**Required action**
Reproduce every line of the material below verbatim.
───── Dataset extract ─────
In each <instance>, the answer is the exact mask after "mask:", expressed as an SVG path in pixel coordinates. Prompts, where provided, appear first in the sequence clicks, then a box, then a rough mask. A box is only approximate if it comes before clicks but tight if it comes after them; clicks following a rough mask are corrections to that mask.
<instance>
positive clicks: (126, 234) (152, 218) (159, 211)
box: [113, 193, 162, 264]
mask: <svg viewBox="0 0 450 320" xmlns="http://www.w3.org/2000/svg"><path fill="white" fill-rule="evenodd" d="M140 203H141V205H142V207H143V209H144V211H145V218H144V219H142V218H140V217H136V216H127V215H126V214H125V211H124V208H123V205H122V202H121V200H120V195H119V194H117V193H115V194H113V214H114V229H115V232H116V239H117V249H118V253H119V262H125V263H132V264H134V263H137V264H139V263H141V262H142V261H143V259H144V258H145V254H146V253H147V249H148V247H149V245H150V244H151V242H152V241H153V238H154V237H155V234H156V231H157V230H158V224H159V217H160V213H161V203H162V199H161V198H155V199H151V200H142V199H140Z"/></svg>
─────
**Response to this task**
In each <instance>, the answer is the exact mask after "mask:", expressed as an SVG path in pixel coordinates. Prompts, where provided, appear first in the sequence clicks, then a box, then a rough mask. A box is only approximate if it comes before clicks but tight if it comes after them; clicks following a rough mask are corrections to that mask.
<instance>
positive clicks: (126, 234) (152, 218) (159, 211)
box: [113, 193, 162, 264]
mask: <svg viewBox="0 0 450 320" xmlns="http://www.w3.org/2000/svg"><path fill="white" fill-rule="evenodd" d="M140 203H141V205H142V207H143V209H144V211H145V218H144V219H142V218H140V217H136V216H127V215H126V214H125V211H124V208H123V205H122V202H121V200H120V195H119V194H117V193H115V194H113V214H114V229H115V232H116V239H117V249H118V253H119V262H125V263H132V264H134V263H137V264H139V263H141V262H142V261H143V259H144V258H145V254H146V253H147V249H148V247H149V245H150V244H151V242H152V241H153V238H154V237H155V234H156V231H157V230H158V224H159V217H160V213H161V203H162V199H161V198H155V199H151V200H142V199H140Z"/></svg>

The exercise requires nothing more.